Task to carry out: Please return, word for word, the stretch of the Solr speed-up article that begins at the words "Apache Solr powers" and stops after "with >800ms latency.".

Apache Solr powers enterprise search on sites from Ebay to Zappos. It also powers Carsabi, but when we reached 1.8M listings per month (passing Autotrader & Cars.com) our basic installation began to run about as fast as an octogenarian in congealing cement. I’d like to share the basics of Solr optimization, as well as some data on real world gains.
Very briefly, our stack has gone through a few iterations which may be sufficient for your corpus volume – no sense in over-engineering. Postgres tables had to be denormalized at 100k vehicles, and we switched to WebSolr’s extremely convenient Solr solution at 300k – their Heroku plugin will create an installation in minutes for just $20/month. This worked very well until about 1M listings, at which point even their beefiest plan was returning results with >800ms latency.
Hardware: Bigger Is Better. A Lot Better
Our previous Solr-as-a-Service had been hosted on an Amazon EC2 Large instance and returned in 800ms. Fortunately, we had spare capacity on an EC2 Cluster Compute Eight Extra Large, which we use for our webcrawler, and just moving to this machine dropped our query time to 282ms – a speed increase of 2.84x. Notice this corresponds to the processor speed increase of 2.75x between a Large and CC8XL, not the 22x gain in total compute units. Memory appears to be equally irrelevant with both the Large and CC8XL easily keeping our 3GB index in RAM. However, do make sure to give Solr sufficient memory by adjusting the JVM heap size via the -Xmx option.

Material provided:
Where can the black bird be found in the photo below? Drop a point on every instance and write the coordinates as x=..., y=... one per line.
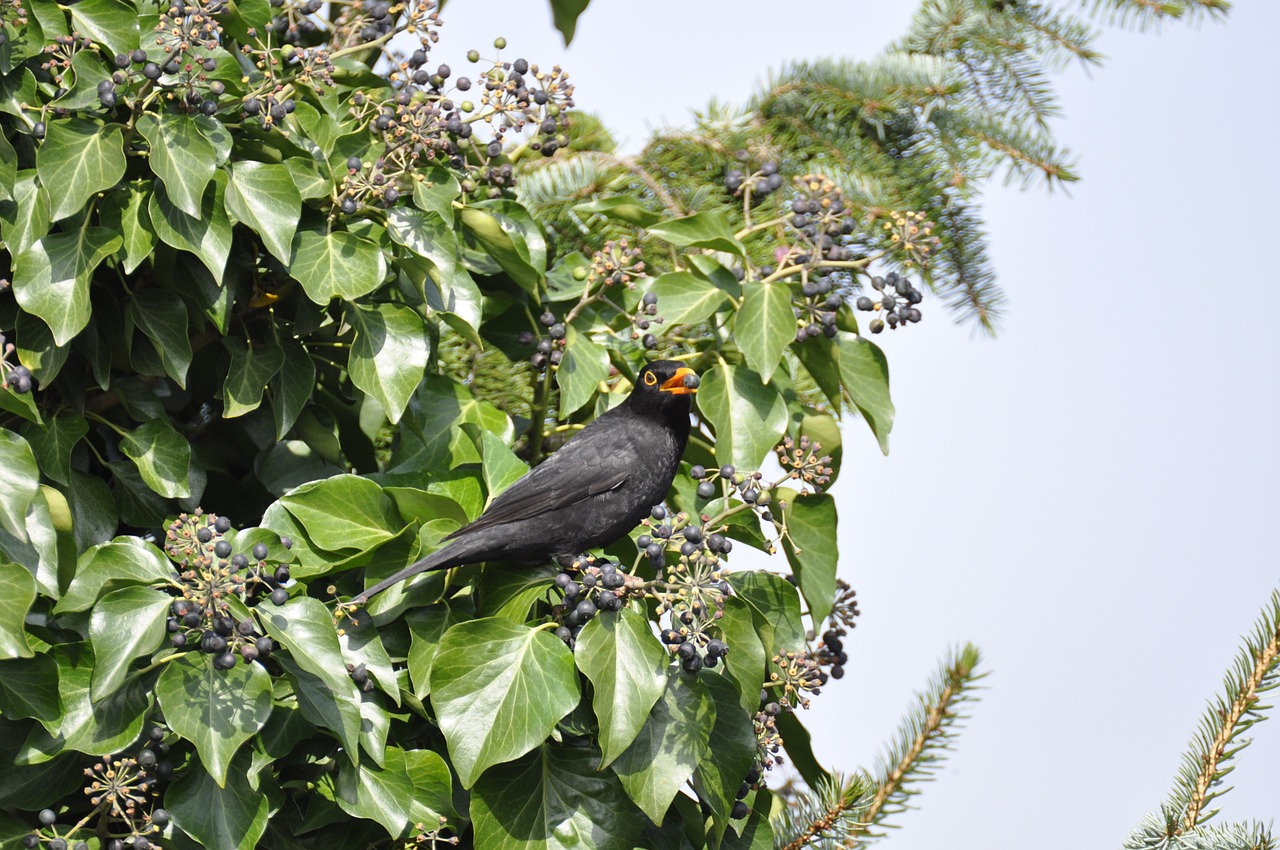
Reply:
x=590, y=492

Response to this exercise:
Apache Solr powers enterprise search on sites from Ebay to Zappos. It also powers Carsabi, but when we reached 1.8M listings per month (passing Autotrader & Cars.com) our basic installation began to run about as fast as an octogenarian in congealing cement. I’d like to share the basics of Solr optimization, as well as some data on real world gains.
Very briefly, our stack has gone through a few iterations which may be sufficient for your corpus volume – no sense in over-engineering. Postgres tables had to be denormalized at 100k vehicles, and we switched to WebSolr’s extremely convenient Solr solution at 300k – their Heroku plugin will create an installation in minutes for just $20/month. This worked very well until about 1M listings, at which point even their beefiest plan was returning results with >800ms latency.